Point placement records:
.....

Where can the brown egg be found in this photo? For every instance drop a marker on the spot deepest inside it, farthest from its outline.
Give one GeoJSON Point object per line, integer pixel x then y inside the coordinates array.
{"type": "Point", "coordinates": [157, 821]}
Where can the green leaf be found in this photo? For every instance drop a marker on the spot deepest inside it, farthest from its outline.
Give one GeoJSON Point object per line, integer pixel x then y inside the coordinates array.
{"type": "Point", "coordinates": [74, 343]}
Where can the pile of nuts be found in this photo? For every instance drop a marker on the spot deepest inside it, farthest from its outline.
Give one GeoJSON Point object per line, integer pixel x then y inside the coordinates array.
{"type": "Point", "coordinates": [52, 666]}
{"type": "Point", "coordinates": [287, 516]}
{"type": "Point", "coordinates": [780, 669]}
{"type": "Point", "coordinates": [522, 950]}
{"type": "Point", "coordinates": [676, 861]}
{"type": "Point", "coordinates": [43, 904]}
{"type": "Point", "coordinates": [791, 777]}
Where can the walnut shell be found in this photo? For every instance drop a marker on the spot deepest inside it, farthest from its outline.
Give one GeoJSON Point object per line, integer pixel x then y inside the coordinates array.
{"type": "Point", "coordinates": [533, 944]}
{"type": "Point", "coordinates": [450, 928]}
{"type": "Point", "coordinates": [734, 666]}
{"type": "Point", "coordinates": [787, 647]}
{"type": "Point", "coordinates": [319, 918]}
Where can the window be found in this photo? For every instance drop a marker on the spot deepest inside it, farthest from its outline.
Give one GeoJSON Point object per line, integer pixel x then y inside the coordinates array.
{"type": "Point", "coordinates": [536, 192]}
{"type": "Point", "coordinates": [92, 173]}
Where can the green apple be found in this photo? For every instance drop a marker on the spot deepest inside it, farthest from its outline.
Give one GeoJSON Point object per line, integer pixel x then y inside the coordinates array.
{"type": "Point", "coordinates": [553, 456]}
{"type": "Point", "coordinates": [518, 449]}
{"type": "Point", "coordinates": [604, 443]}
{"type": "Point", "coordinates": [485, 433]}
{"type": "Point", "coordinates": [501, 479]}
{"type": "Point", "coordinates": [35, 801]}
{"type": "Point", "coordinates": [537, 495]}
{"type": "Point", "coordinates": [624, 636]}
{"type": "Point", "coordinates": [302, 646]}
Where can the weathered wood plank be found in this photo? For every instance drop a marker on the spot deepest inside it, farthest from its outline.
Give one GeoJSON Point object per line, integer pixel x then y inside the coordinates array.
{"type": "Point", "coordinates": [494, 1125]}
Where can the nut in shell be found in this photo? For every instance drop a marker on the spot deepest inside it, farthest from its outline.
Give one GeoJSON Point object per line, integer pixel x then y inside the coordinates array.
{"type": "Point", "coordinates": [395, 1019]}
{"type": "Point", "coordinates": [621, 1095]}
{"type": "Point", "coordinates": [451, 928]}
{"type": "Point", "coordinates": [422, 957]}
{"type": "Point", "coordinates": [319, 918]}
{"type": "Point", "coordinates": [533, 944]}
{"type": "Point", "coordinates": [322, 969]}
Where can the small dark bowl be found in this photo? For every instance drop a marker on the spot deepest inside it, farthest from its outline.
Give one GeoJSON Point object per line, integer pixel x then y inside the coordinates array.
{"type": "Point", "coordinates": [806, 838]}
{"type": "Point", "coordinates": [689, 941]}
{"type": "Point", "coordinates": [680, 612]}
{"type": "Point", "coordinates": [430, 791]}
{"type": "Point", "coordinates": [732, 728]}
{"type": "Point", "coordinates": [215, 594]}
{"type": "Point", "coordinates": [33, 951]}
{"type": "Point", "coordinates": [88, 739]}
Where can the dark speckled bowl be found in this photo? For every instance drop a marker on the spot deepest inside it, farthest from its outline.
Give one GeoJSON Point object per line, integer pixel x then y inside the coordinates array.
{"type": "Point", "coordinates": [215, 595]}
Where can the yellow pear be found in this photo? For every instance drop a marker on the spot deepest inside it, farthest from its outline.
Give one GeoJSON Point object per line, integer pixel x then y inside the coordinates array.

.....

== WHAT YOU WILL DO ==
Render the lines of every item above as a JSON list of strings, one string per line, omitting blank lines.

== EXERCISE RESPONSE ==
[
  "Where can the brown egg be found in this photo? For every instance drop a marker on the spot deepest inside it, farthest from its outline.",
  "Give one GeoJSON Point object per line, integer pixel x then y inside the coordinates array.",
  "{\"type\": \"Point\", \"coordinates\": [157, 821]}",
  "Where can the green leaf be found in this photo? For every instance drop a marker on the spot deepest inside it, farthest from its outline.",
  "Give one GeoJSON Point object per line, integer pixel x then y inside the coordinates array.",
  "{\"type\": \"Point\", \"coordinates\": [74, 343]}",
  "Where can the pile of nuts be found in this photo? For every instance drop a marker on the spot deepest inside it, farthest from its outline.",
  "Give one GeoJSON Point object per line, integer pixel x then y inside the coordinates array.",
  "{\"type\": \"Point\", \"coordinates\": [52, 666]}",
  "{\"type\": \"Point\", \"coordinates\": [287, 516]}",
  "{\"type\": \"Point\", \"coordinates\": [780, 669]}",
  "{\"type\": \"Point\", \"coordinates\": [522, 950]}",
  "{\"type\": \"Point\", \"coordinates\": [676, 861]}",
  "{\"type\": \"Point\", \"coordinates\": [43, 904]}",
  "{\"type\": \"Point\", \"coordinates\": [791, 777]}",
  "Where can the walnut shell be found in this photo? For every instance drop a marker on the spot deepest inside it, farthest from its outline.",
  "Give one GeoJSON Point object per line, integer pixel x then y inside the coordinates array.",
  "{\"type\": \"Point\", \"coordinates\": [533, 944]}",
  "{\"type\": \"Point\", \"coordinates\": [450, 928]}",
  "{\"type\": \"Point\", \"coordinates\": [734, 666]}",
  "{\"type\": \"Point\", \"coordinates\": [787, 647]}",
  "{\"type\": \"Point\", \"coordinates\": [319, 918]}",
  "Where can the window be found in this photo? For every instance drop a marker on the spot deepest inside it, farthest from its outline.",
  "Give one GeoJSON Point object per line, integer pixel x then y inside the coordinates array.",
  "{\"type\": \"Point\", \"coordinates\": [536, 192]}",
  "{\"type\": \"Point\", \"coordinates\": [92, 173]}",
  "Where can the green apple be found in this photo? For every instance drop a marker on the spot deepest inside it, farthest from its outline.",
  "Give one GeoJSON Point object per line, integer pixel x then y inside the coordinates array.",
  "{\"type\": \"Point\", \"coordinates\": [553, 456]}",
  "{\"type\": \"Point\", \"coordinates\": [518, 449]}",
  "{\"type\": \"Point\", \"coordinates\": [604, 443]}",
  "{\"type\": \"Point\", \"coordinates\": [485, 433]}",
  "{\"type\": \"Point\", \"coordinates\": [501, 479]}",
  "{\"type\": \"Point\", \"coordinates\": [35, 801]}",
  "{\"type\": \"Point\", \"coordinates\": [537, 495]}",
  "{\"type\": \"Point\", \"coordinates\": [624, 636]}",
  "{\"type\": \"Point\", \"coordinates\": [302, 646]}",
  "Where can the weathered wood plank be found in this photo? For every instance drop a marker on the spot deepest inside it, farthest from its outline.",
  "Give one GeoJSON Point object per line, integer pixel x then y inside the coordinates array.",
  "{\"type\": \"Point\", \"coordinates\": [494, 1125]}",
  "Where can the nut in shell be found in this photo? For every instance drop a marker on the spot deepest inside it, farthest from its outline.",
  "Give one GeoJSON Point object per line, integer pixel x then y inside the coordinates array.",
  "{\"type\": \"Point\", \"coordinates\": [395, 1019]}",
  "{\"type\": \"Point\", \"coordinates\": [621, 1095]}",
  "{\"type\": \"Point\", \"coordinates\": [451, 928]}",
  "{\"type\": \"Point\", \"coordinates\": [422, 957]}",
  "{\"type\": \"Point\", \"coordinates\": [319, 918]}",
  "{\"type\": \"Point\", \"coordinates\": [533, 944]}",
  "{\"type\": \"Point\", \"coordinates\": [322, 969]}",
  "Where can the small dark bowl be found in this photo? For every instance drop a marker on the spot deepest inside it, farthest from its outline.",
  "Give one GeoJSON Point object per line, integer pixel x then y inside the coordinates array.",
  "{\"type\": \"Point\", \"coordinates\": [806, 838]}",
  "{\"type\": \"Point\", \"coordinates\": [689, 941]}",
  "{\"type\": \"Point\", \"coordinates\": [680, 612]}",
  "{\"type\": \"Point\", \"coordinates\": [430, 791]}",
  "{\"type\": \"Point\", \"coordinates\": [732, 728]}",
  "{\"type\": \"Point\", \"coordinates\": [215, 594]}",
  "{\"type\": \"Point\", \"coordinates\": [33, 951]}",
  "{\"type\": \"Point\", \"coordinates\": [88, 739]}",
  "Where can the dark speckled bowl be found in this photo? For every instance drop a marker on the spot deepest inside it, farthest from its outline.",
  "Give one GeoJSON Point object per line, integer pixel x then y inside the coordinates array.",
  "{\"type\": \"Point\", \"coordinates\": [215, 595]}",
  "Where can the yellow pear be found in this photo? For every instance drop a marker on the spot deepest inside it, farthest from its outline.",
  "Give one GeoJSON Point object per line, integer pixel x then y inside the coordinates array."
]